Stored entries:

+--

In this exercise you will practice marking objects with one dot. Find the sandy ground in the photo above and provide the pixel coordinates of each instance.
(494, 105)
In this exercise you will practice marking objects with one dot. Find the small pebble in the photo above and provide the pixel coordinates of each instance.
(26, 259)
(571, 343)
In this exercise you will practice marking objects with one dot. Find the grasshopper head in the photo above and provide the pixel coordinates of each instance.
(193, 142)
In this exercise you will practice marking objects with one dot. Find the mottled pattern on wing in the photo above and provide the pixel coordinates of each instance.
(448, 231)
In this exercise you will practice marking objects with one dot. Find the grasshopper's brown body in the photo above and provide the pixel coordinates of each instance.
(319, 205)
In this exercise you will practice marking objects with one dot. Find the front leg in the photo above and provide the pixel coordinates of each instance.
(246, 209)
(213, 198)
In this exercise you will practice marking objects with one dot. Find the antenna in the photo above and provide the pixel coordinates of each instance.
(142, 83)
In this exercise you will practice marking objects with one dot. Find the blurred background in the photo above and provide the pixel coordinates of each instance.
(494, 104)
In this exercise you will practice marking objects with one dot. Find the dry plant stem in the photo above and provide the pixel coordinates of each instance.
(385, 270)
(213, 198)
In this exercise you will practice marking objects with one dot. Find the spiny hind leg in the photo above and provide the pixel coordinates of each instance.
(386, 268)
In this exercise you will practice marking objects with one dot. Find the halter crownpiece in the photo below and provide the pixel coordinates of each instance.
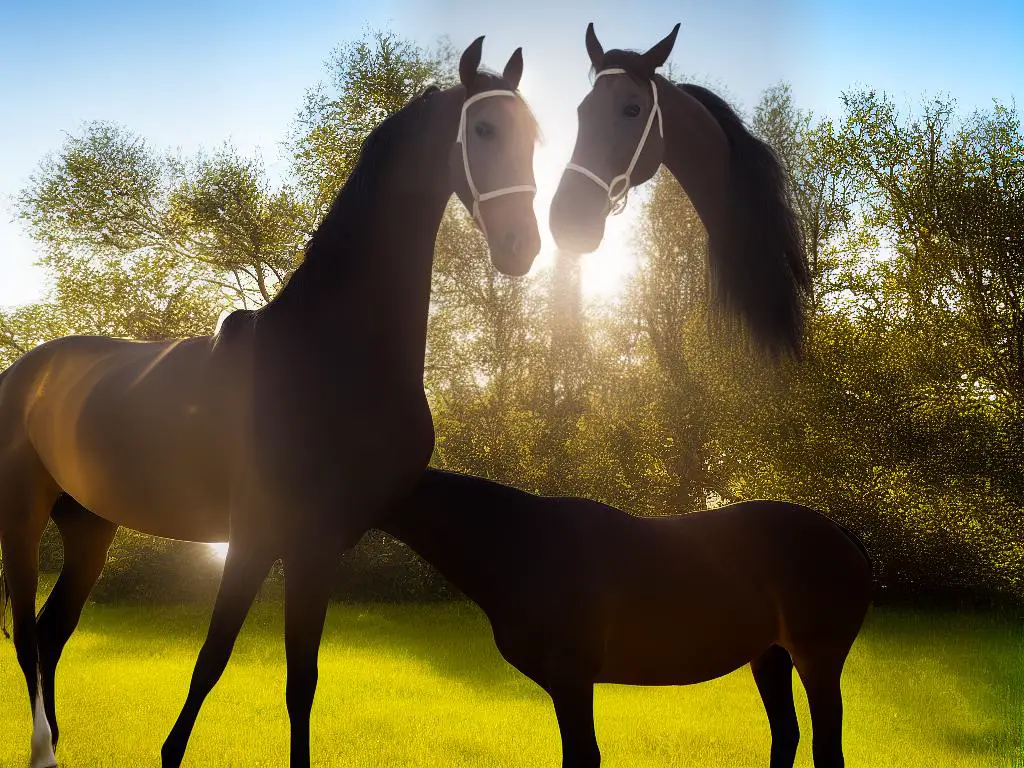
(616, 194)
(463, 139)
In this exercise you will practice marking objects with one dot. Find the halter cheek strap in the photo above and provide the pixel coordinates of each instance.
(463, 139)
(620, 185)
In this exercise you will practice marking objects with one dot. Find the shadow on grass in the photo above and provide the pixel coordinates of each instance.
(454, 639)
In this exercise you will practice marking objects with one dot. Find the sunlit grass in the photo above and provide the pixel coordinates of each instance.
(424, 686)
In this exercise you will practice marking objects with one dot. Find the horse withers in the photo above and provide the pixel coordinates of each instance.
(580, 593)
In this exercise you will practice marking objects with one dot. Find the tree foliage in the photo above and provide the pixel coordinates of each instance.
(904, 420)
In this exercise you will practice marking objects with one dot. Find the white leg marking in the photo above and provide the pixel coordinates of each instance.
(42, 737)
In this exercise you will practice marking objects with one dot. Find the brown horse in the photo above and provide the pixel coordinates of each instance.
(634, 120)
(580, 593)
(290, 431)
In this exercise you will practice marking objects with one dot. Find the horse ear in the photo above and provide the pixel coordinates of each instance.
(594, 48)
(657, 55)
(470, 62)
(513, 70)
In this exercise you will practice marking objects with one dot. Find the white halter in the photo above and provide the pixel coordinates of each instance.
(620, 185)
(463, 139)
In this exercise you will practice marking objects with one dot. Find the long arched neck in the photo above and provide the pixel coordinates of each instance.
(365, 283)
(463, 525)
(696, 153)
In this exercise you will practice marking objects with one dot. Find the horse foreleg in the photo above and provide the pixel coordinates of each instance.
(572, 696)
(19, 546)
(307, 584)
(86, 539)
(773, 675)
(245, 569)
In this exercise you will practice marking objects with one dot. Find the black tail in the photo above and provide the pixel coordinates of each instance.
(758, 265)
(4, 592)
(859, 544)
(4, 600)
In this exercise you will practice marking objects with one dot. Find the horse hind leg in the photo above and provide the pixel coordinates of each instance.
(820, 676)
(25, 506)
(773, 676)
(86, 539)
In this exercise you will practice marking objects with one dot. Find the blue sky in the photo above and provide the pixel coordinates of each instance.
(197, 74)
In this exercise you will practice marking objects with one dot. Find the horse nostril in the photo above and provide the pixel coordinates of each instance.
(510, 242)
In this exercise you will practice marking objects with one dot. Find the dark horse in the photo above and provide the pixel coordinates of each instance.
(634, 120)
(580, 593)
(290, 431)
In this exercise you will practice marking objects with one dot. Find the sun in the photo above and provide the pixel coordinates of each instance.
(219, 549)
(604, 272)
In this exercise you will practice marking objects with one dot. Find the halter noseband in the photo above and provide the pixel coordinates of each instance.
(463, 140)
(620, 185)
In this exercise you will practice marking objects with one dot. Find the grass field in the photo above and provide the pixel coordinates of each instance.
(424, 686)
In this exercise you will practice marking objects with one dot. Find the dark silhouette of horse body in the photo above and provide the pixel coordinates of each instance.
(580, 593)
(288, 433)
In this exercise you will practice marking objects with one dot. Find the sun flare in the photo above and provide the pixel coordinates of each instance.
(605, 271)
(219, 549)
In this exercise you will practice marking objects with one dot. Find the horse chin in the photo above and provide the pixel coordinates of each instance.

+--

Will you restate every entry word for word and omit the images?

• Solution to this problem
In this exercise you will practice marking objects with one dot. Find the sandy ground in the photo above and provide the pixel coordinates of each instance.
(494, 105)
In this exercise you will practice marking objects with one dot. Find the small pebble in the photo above and provide the pixel coordinates of each instance.
(26, 259)
(571, 343)
In this exercise you will practice marking objects with one dot. Find the grasshopper head in the photo above and provide the pixel coordinates of each instance.
(193, 142)
In this exercise you will practice marking objects with one dot. Find the mottled pattern on wing in the photo above and provide the pixel coordinates of each instance.
(448, 231)
In this exercise you will practice marking objects with one dot. Find the grasshopper's brown body in the photo above and provide the pixel coordinates of each instance.
(319, 205)
In this exercise you will practice marking objects with one dot. Find the front leg in the photo above and provide the pixel coordinates of each instance.
(246, 209)
(213, 198)
In this exercise you will practice marking objects with one dot. Find the antenna in the photo above and provide the pixel coordinates of each instance.
(142, 83)
In this exercise you will practice marking objects with one dot. Find the blurred background in the photo above and provide the pixel coordinates of each instance.
(494, 104)
In this exercise you will practice marking objects with one dot. Find the dry plant stem in the photo above and provide the pixel coordinates of each instance.
(385, 270)
(213, 198)
In this exercise you will practice marking objects with one dot. Find the spiny hind leg in the photo above and provide the pixel coordinates of each instance.
(386, 268)
In this exercise you will practice marking objects with one dot. Find the halter crownpiece in the photo below and provide the pixel coordinates of each instance.
(616, 194)
(463, 139)
In this exercise you will practice marking objects with one dot. Find the halter cheek strap in the photo above and provide the pixel coordinates of each instance.
(463, 139)
(620, 185)
In this exercise you will practice marking objects with one dot. Find the shadow on grass in the photo above and provide the pixel coordinates of each instance.
(454, 639)
In this exercise you will practice marking objects with one dot. Find the sunlit grass in the photo above and provide the pixel coordinates of each instance.
(424, 686)
In this exercise you will practice marking objects with one dot. Find the horse withers in the photo above and provide the pixel coordinates of each instance.
(580, 593)
In this exercise you will practice marking objects with one dot. Find the tree foliage in the photo above and provide the pixel coordinates of each instance.
(904, 420)
In this exercise you will practice marking objects with one dot. Find the white leg marking in the photo above and provide the pixel coordinates of each instance.
(42, 737)
In this exercise you will practice marking objects with one dot. Find the brown horse in the photo above and provide the pixel coordinates of each instance.
(634, 120)
(580, 593)
(290, 431)
In this exercise you will practice marking objects with one dot. Find the horse ear in the photo above and provide the pixel coordinates of each instance.
(594, 48)
(657, 55)
(470, 62)
(513, 70)
In this exercise you will practice marking objects with one dot. Find the white halter in the photo above and provide the pixel coordinates of each instance.
(620, 185)
(463, 139)
In this exercise you will practice marking objects with one dot. Find the long arched neck in the photo above and provide the pixel coordinates of each instance.
(365, 283)
(463, 525)
(696, 153)
In this exercise you will practice marking objects with one dot. Find the horse foreleg in the photo above and provide the pixel coordinates of each instance.
(572, 696)
(19, 546)
(307, 584)
(86, 539)
(773, 675)
(245, 569)
In this exercise you will practice marking objects with one dot. Find the black tail in the photo above and provide the pixel coordinates of each instance.
(758, 265)
(4, 592)
(859, 544)
(4, 600)
In this exercise you will practice marking objects with one dot. Find the horse hind leg in the photo above and provide the pixel coordinates of each instance.
(820, 676)
(25, 506)
(773, 676)
(86, 539)
In this exercise you will practice marking objects with one dot. Find the blue sky in the photo above and provide the pixel coordinates of each instance.
(197, 74)
In this exercise you will practice marking objects with one dot. Find the horse nostril in the photo above and provide the pixel coordinates of each instance.
(510, 242)
In this exercise you will practice marking objects with one dot. Find the dark horse in the photo above and provide the pixel coordinates of each instance.
(634, 120)
(580, 593)
(290, 431)
In this exercise you will practice marking objects with one dot. Find the sun in the photo above and provide the pixel coordinates of each instance.
(219, 549)
(604, 272)
In this exercise you will practice marking objects with one dot. Find the halter noseband in the photo above and provide the pixel coordinates of each instance.
(463, 140)
(620, 185)
In this exercise you will practice marking objects with one dot. Find the grass field in the photo above and provide the pixel coordinates of each instance.
(424, 686)
In this exercise you will practice marking objects with one dot. Find the dark silhouette of horse body in the photo above and provide the pixel coordinates of each instance.
(580, 593)
(288, 433)
In this exercise you will practice marking objects with one dot. Find the sun flare in the photo above and provide the pixel coordinates of each instance.
(605, 271)
(219, 549)
In this exercise you will practice marking objects with one dot. Find the horse chin in the photo above and provide the pixel coordinates of each instance.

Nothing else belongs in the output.